Task instructions
Reproduce each line, exactly, from the one containing "Would you mind marking the tail rotor blade" through the end of the material. Exclude pictures.

Data entries
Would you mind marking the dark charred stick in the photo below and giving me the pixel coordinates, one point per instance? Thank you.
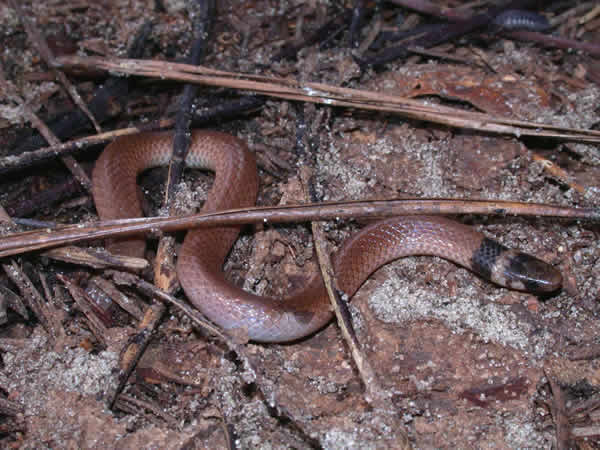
(43, 199)
(227, 109)
(448, 32)
(181, 140)
(33, 32)
(202, 11)
(358, 20)
(108, 101)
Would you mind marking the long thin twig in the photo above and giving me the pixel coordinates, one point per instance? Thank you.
(332, 96)
(18, 243)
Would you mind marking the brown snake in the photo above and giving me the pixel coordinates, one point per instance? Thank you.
(201, 258)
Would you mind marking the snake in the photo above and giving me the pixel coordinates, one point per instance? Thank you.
(304, 311)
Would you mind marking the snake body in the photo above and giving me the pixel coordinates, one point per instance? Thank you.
(201, 257)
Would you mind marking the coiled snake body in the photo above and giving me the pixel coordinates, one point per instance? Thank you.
(201, 258)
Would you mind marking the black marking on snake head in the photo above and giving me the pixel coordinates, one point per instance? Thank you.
(303, 317)
(534, 274)
(484, 258)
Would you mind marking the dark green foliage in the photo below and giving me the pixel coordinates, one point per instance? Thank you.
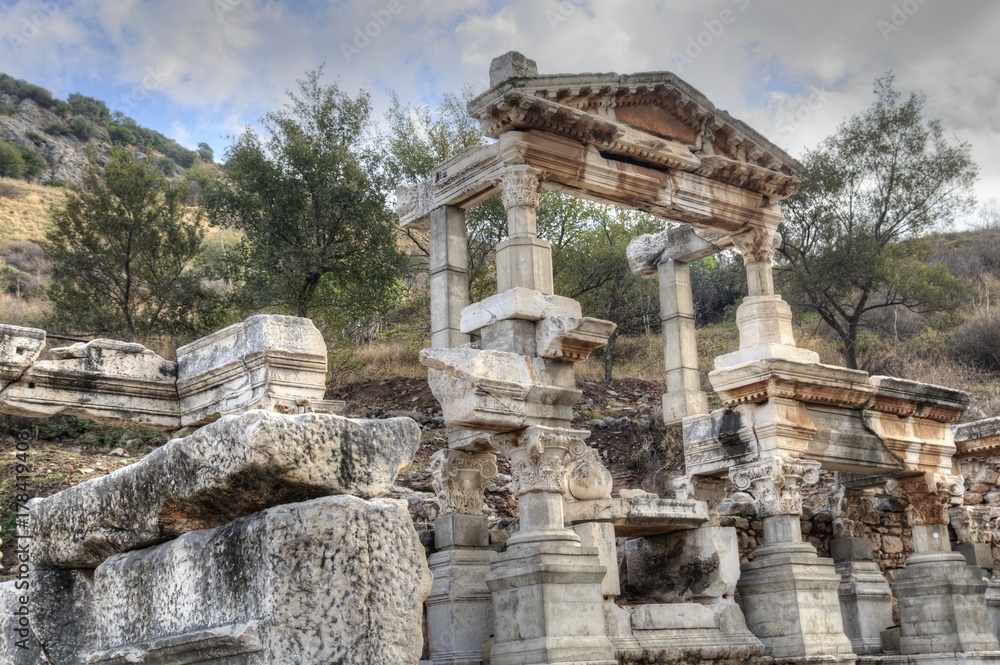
(121, 250)
(11, 161)
(121, 135)
(888, 176)
(90, 108)
(82, 128)
(205, 153)
(319, 239)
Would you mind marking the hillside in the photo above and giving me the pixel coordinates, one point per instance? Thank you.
(25, 209)
(54, 136)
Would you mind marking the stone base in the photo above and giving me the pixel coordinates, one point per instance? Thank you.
(547, 606)
(459, 609)
(791, 604)
(865, 596)
(942, 607)
(679, 405)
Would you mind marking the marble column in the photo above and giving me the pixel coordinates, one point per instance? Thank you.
(764, 319)
(789, 594)
(684, 396)
(449, 276)
(459, 608)
(523, 259)
(942, 608)
(547, 594)
(865, 596)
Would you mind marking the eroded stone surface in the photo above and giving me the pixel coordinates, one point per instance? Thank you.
(266, 362)
(104, 380)
(333, 580)
(19, 347)
(231, 468)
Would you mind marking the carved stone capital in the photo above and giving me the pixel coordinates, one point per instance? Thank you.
(971, 523)
(849, 507)
(930, 496)
(757, 244)
(776, 484)
(460, 478)
(520, 186)
(541, 458)
(702, 488)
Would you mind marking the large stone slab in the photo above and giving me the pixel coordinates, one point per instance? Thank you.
(333, 580)
(19, 347)
(498, 391)
(104, 380)
(228, 469)
(268, 362)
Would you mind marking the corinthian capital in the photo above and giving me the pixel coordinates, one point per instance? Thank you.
(776, 484)
(757, 244)
(460, 478)
(930, 496)
(520, 186)
(541, 457)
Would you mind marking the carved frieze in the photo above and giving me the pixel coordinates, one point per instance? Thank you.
(757, 244)
(776, 483)
(460, 479)
(520, 186)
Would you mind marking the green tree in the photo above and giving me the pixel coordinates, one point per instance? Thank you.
(121, 250)
(312, 208)
(888, 176)
(88, 107)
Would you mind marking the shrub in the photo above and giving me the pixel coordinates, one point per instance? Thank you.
(121, 135)
(11, 161)
(34, 164)
(977, 341)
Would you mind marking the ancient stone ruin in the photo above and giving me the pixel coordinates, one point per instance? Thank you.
(261, 533)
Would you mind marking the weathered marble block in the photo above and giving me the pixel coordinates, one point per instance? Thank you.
(266, 362)
(104, 380)
(19, 347)
(333, 580)
(228, 469)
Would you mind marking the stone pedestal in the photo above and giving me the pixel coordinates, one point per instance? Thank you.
(865, 596)
(789, 594)
(942, 606)
(790, 601)
(459, 608)
(547, 601)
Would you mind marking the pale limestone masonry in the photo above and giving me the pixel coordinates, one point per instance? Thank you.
(229, 469)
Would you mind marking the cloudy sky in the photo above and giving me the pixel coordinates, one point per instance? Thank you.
(201, 70)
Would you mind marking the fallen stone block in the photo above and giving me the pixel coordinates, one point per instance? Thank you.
(104, 380)
(276, 363)
(333, 580)
(228, 469)
(19, 347)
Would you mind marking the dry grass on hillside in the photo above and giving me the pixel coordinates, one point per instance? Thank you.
(25, 209)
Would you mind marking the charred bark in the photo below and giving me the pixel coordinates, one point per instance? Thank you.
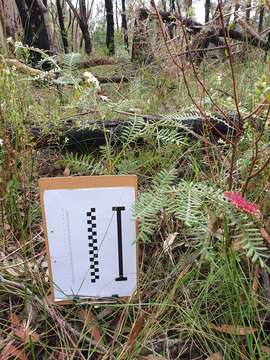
(207, 5)
(35, 31)
(95, 133)
(124, 24)
(82, 20)
(261, 17)
(110, 27)
(61, 20)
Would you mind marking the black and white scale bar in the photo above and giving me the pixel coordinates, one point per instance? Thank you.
(92, 243)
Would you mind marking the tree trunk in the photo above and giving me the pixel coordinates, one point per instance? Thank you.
(124, 24)
(61, 20)
(248, 10)
(116, 15)
(207, 5)
(82, 20)
(172, 5)
(261, 16)
(9, 17)
(85, 28)
(110, 27)
(35, 32)
(164, 5)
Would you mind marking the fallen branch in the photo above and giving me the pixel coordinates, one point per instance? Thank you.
(25, 69)
(96, 132)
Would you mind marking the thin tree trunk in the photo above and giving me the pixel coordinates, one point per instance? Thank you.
(164, 5)
(172, 5)
(110, 27)
(61, 20)
(83, 23)
(2, 28)
(248, 10)
(207, 5)
(116, 15)
(42, 4)
(85, 28)
(261, 16)
(124, 24)
(35, 32)
(9, 17)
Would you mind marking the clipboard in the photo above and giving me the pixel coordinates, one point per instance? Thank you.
(91, 237)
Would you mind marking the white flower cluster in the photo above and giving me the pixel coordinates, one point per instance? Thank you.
(91, 80)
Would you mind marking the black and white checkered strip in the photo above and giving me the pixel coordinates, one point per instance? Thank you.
(93, 246)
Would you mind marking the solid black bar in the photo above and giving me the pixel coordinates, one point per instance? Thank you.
(118, 209)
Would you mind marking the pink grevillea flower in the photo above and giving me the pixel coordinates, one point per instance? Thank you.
(240, 203)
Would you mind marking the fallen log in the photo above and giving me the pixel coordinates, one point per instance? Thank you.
(96, 133)
(28, 70)
(206, 34)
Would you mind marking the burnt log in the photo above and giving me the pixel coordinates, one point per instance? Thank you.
(96, 133)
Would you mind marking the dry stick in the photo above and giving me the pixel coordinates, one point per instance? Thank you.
(184, 75)
(234, 144)
(204, 116)
(255, 157)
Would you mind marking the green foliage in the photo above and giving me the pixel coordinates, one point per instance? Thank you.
(79, 163)
(195, 204)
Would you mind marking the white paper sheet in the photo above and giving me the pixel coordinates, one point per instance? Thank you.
(83, 234)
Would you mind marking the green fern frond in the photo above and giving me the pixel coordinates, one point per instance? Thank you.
(250, 239)
(71, 61)
(78, 163)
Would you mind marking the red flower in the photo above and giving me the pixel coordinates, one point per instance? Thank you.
(240, 203)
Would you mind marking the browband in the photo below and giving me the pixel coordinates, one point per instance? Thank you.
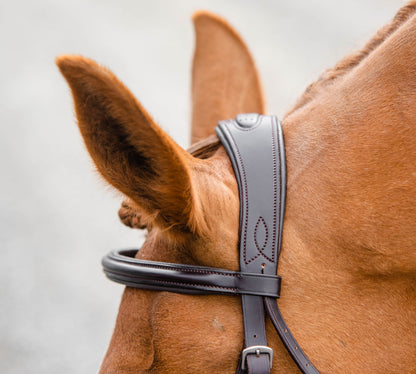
(255, 146)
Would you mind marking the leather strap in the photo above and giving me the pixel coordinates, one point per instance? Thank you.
(121, 266)
(254, 144)
(287, 338)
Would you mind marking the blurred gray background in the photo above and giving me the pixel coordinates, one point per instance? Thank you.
(58, 218)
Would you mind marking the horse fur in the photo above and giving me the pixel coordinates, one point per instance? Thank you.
(348, 258)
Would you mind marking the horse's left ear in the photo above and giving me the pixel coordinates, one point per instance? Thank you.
(130, 151)
(225, 81)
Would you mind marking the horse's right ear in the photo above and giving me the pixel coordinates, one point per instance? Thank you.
(225, 81)
(129, 149)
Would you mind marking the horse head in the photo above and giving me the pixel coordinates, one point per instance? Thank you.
(348, 262)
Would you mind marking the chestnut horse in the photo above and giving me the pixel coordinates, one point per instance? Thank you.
(348, 259)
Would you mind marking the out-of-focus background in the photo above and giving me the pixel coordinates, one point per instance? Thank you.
(57, 217)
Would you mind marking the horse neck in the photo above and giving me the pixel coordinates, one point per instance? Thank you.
(346, 270)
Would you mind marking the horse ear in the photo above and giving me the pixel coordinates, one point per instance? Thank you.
(130, 151)
(225, 81)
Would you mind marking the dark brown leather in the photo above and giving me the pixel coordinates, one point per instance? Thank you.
(255, 146)
(121, 266)
(288, 340)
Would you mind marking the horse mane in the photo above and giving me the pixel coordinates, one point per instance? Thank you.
(353, 60)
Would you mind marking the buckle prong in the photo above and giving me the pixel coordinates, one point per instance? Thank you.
(256, 350)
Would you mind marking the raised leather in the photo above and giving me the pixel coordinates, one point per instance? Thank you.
(254, 143)
(255, 146)
(121, 266)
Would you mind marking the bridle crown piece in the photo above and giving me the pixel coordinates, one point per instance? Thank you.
(255, 146)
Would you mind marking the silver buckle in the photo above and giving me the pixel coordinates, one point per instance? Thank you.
(256, 350)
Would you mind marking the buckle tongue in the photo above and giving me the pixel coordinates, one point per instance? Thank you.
(256, 350)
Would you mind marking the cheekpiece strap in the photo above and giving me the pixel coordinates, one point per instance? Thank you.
(255, 146)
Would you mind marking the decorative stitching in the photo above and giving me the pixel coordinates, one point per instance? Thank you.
(274, 190)
(261, 250)
(280, 203)
(189, 270)
(245, 196)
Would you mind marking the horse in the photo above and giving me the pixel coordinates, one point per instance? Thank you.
(348, 259)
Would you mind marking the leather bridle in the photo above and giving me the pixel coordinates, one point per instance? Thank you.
(255, 146)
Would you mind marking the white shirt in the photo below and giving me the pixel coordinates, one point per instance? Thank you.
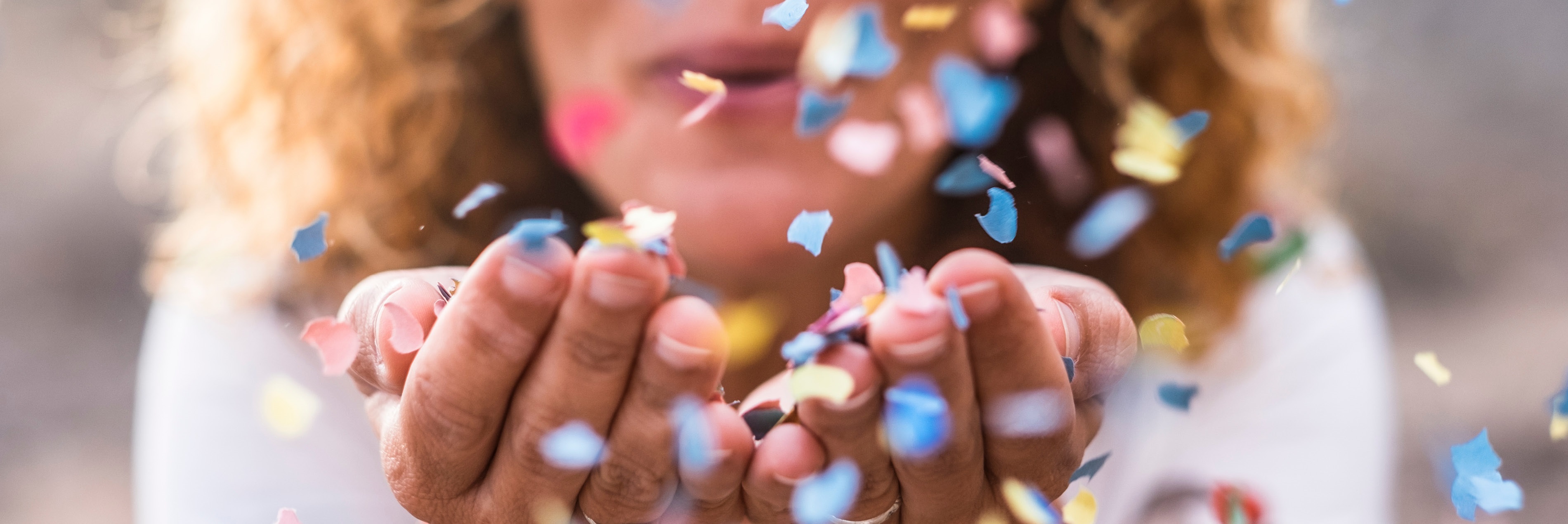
(1296, 405)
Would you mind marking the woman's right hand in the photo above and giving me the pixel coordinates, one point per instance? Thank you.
(532, 341)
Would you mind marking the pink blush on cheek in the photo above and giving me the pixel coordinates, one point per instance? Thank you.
(581, 125)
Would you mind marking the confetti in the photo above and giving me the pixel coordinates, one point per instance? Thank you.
(408, 335)
(963, 178)
(808, 228)
(803, 347)
(821, 382)
(1026, 415)
(1109, 222)
(923, 118)
(1429, 365)
(1162, 332)
(929, 16)
(817, 112)
(534, 231)
(288, 517)
(1001, 33)
(957, 308)
(821, 498)
(1001, 220)
(335, 341)
(573, 446)
(1027, 504)
(978, 106)
(1178, 396)
(289, 408)
(995, 172)
(1090, 468)
(784, 13)
(311, 241)
(1082, 509)
(1250, 230)
(916, 418)
(1478, 482)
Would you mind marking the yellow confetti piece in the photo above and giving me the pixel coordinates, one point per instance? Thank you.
(1082, 509)
(1026, 504)
(821, 382)
(288, 407)
(1429, 365)
(752, 327)
(1164, 332)
(929, 16)
(701, 84)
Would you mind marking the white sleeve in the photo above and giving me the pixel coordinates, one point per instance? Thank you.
(201, 449)
(1296, 405)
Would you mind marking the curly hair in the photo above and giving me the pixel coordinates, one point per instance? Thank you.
(385, 113)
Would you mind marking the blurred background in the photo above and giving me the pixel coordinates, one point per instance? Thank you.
(1448, 156)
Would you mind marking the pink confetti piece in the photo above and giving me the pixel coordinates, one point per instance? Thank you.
(1056, 153)
(923, 118)
(866, 148)
(1001, 33)
(996, 172)
(408, 335)
(336, 341)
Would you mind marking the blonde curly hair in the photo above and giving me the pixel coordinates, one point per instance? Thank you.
(386, 112)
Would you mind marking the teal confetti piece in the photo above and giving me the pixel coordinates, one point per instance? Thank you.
(311, 241)
(1001, 220)
(808, 228)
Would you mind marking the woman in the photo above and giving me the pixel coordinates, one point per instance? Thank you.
(386, 113)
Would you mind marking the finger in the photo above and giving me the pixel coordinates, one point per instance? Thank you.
(1023, 385)
(783, 459)
(582, 369)
(915, 341)
(460, 385)
(682, 358)
(850, 429)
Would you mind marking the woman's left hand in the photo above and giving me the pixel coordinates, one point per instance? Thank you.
(1013, 412)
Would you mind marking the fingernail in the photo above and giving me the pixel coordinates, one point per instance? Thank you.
(921, 352)
(980, 299)
(1070, 330)
(681, 355)
(615, 291)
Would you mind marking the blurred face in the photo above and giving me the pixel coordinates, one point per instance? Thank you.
(611, 78)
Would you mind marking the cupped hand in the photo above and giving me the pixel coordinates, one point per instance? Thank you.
(1012, 410)
(535, 340)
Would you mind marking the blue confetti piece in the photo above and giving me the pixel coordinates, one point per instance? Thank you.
(1178, 396)
(803, 347)
(821, 498)
(534, 231)
(978, 106)
(1109, 222)
(963, 178)
(1189, 126)
(311, 241)
(476, 198)
(1090, 468)
(957, 308)
(817, 112)
(573, 446)
(890, 266)
(694, 435)
(874, 54)
(916, 418)
(784, 13)
(1001, 220)
(1250, 230)
(808, 228)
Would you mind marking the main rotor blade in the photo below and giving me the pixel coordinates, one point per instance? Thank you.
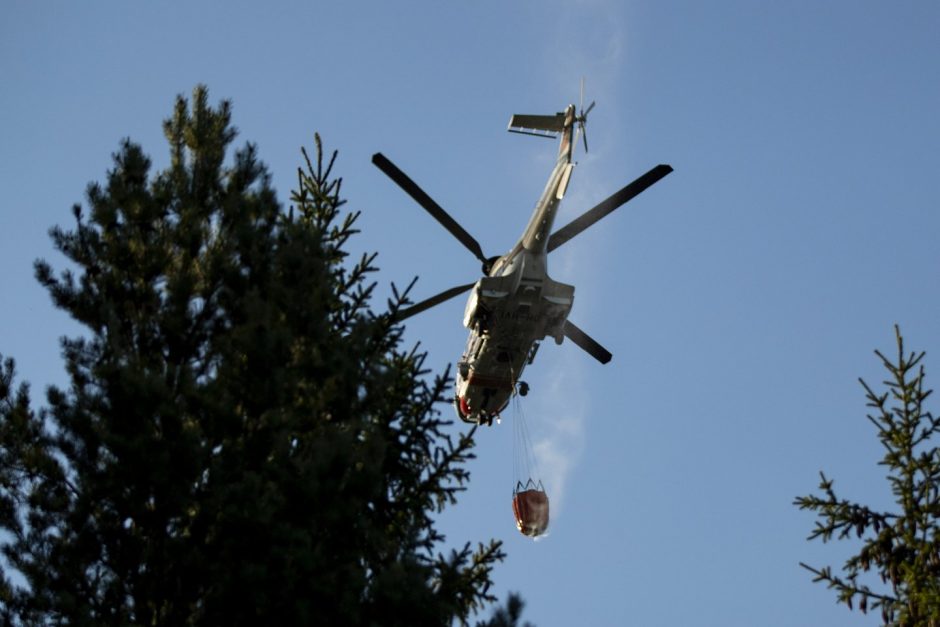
(428, 203)
(430, 302)
(587, 343)
(591, 216)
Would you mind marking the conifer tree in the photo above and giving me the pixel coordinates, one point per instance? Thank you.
(897, 569)
(243, 440)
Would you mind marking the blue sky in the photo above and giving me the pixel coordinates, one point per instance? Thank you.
(741, 296)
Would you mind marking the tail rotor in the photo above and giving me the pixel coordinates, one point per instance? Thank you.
(582, 116)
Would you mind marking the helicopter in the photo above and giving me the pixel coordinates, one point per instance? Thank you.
(516, 305)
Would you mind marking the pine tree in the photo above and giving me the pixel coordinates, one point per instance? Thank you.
(244, 441)
(900, 548)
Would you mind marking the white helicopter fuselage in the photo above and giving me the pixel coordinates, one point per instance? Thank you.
(516, 306)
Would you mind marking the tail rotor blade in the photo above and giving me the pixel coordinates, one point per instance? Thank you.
(587, 343)
(591, 216)
(431, 302)
(419, 195)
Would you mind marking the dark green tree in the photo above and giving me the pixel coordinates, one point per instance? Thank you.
(899, 549)
(243, 441)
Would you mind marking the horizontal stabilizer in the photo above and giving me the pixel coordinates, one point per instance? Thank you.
(538, 125)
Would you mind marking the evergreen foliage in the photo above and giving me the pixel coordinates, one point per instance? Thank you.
(902, 547)
(243, 440)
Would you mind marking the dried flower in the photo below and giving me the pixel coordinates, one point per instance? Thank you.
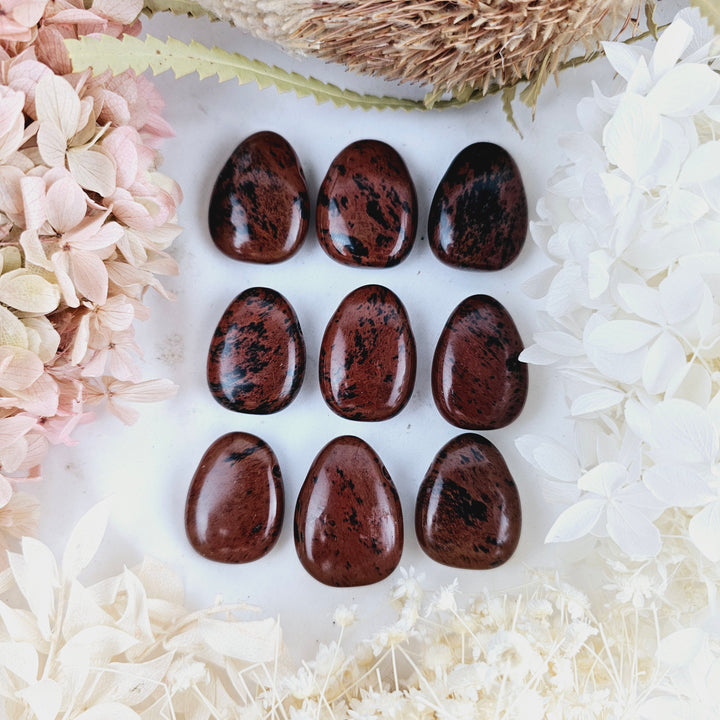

Output for this task
Would you mind marking the tail rotor blade in the photo above and giving me the pixel coordinates, one point per instance? Thank you.
(587, 343)
(591, 216)
(431, 302)
(419, 195)
Would you mind marking the dark green tree in the photo above and giving me the pixel coordinates, one point per instance? Thank you.
(899, 549)
(243, 441)
Would you mind marking the horizontal stabilizer in the photo above and giving me the pixel coordinates, one point per instance? Thank you.
(538, 125)
Would you mind marking the evergreen foliage in the photo above and giving me the pixel coordinates, one point per instance? Thank you.
(902, 547)
(243, 440)
Would you mind marking the dried flower in the photo below and giving me the pixel coordinates, one point per instance? Thank you.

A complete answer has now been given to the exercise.